PROBLEM. Scale the listing below, starting at the line that contains "Compliance review item #7: evidence of white car" and ending at the line that contains "[11, 92, 27, 102]", both lines included. Give back only those lines, with the requests unchanged and each box coordinate in the answers multiplied by 1.15 and rounded to a whole number, halves rounding up.

MATERIAL PROVIDED.
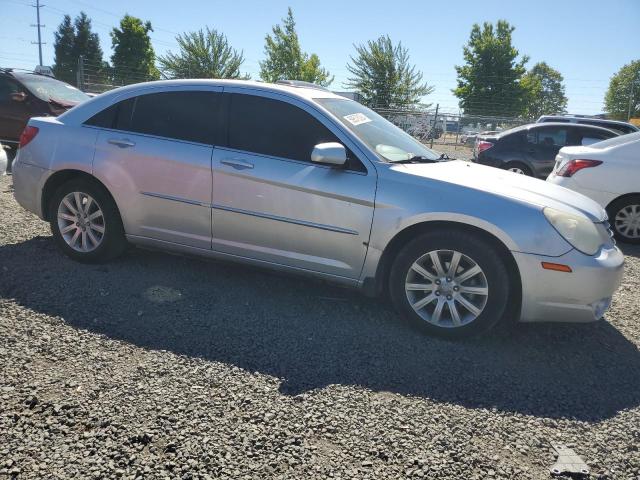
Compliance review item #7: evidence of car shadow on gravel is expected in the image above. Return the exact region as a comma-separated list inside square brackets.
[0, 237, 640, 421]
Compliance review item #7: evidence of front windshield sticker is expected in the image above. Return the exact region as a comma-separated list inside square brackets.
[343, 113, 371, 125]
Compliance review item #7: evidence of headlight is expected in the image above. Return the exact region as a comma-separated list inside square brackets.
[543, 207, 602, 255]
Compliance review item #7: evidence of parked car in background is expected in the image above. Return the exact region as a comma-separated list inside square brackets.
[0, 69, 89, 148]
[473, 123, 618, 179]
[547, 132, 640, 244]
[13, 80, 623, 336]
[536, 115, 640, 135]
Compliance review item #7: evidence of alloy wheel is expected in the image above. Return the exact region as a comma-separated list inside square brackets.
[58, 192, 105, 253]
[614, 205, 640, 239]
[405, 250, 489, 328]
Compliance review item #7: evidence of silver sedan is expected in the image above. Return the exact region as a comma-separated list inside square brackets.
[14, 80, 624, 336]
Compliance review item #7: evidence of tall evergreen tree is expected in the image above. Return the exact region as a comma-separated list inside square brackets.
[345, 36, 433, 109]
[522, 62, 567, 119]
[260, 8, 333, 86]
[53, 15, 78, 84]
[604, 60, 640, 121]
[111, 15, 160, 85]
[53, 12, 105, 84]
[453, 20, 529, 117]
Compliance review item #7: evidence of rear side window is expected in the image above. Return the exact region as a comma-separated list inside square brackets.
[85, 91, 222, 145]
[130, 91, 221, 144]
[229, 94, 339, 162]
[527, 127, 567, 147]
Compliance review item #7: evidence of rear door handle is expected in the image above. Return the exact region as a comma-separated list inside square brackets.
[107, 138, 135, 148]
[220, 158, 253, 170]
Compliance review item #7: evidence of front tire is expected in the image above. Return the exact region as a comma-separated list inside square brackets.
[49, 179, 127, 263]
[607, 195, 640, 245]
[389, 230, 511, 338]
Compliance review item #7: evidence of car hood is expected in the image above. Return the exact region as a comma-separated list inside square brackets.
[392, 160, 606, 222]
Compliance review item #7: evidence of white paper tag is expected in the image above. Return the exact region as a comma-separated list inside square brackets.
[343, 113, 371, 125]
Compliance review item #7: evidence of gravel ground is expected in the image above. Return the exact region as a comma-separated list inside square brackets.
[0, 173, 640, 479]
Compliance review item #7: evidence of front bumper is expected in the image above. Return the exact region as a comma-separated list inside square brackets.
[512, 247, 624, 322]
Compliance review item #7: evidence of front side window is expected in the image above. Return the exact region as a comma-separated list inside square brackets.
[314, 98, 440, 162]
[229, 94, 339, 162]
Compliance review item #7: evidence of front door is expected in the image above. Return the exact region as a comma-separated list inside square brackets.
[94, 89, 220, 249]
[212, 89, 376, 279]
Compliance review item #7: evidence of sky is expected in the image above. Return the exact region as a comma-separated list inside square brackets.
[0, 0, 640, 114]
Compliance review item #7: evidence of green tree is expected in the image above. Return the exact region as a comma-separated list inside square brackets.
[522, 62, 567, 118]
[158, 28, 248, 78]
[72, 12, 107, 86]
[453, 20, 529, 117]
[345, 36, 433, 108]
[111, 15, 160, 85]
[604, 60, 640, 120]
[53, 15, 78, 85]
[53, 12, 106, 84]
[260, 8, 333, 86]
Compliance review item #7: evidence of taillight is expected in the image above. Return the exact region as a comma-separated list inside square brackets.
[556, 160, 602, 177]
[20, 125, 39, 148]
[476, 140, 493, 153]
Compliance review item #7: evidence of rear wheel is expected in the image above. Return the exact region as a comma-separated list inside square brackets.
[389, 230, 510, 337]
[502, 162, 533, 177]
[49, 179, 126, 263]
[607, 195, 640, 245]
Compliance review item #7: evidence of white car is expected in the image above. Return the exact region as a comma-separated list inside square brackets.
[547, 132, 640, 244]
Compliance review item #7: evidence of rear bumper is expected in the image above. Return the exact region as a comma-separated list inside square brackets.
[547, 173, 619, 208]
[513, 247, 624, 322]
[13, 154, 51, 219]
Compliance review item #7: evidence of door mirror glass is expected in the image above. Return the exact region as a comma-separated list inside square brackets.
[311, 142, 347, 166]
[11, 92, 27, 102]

* * *

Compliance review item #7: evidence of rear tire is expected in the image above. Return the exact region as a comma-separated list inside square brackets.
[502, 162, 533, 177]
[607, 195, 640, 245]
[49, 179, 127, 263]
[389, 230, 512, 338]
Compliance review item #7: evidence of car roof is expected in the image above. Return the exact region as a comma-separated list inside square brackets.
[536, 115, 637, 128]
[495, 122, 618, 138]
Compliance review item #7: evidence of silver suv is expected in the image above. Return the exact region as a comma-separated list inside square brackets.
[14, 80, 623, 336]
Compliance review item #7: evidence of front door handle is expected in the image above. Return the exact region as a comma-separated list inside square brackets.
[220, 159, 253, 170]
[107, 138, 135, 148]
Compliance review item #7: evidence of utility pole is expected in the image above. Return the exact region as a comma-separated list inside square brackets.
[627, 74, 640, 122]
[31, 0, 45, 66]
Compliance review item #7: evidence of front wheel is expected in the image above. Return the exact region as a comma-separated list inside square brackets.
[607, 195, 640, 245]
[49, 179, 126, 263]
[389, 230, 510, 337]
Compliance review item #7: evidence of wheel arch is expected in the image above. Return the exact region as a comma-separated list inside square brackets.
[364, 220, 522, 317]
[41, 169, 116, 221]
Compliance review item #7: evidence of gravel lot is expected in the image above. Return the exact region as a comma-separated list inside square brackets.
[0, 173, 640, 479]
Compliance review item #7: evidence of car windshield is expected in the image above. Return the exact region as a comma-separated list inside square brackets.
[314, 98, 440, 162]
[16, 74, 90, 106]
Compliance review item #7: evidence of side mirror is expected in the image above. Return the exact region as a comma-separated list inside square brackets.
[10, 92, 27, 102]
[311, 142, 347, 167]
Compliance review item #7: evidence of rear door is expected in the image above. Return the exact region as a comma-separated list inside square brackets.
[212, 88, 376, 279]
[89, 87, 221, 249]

CORRECT OUTPUT.
Compliance review item #7: evidence of white car is expected in the image above. Return the exact region as a comma-separated list inside square brackets.
[629, 152, 736, 281]
Compliance review item #7: evidence of rear bumper is expected in the image above. Return the exact region as a comma-separated list inside square brackets.
[629, 199, 712, 239]
[590, 284, 718, 370]
[15, 177, 59, 252]
Compliance review item #7: evidence of door mirror glass is expected in the image above. Return the exact region as a comma-separated list inside square brackets.
[358, 163, 399, 191]
[13, 106, 31, 117]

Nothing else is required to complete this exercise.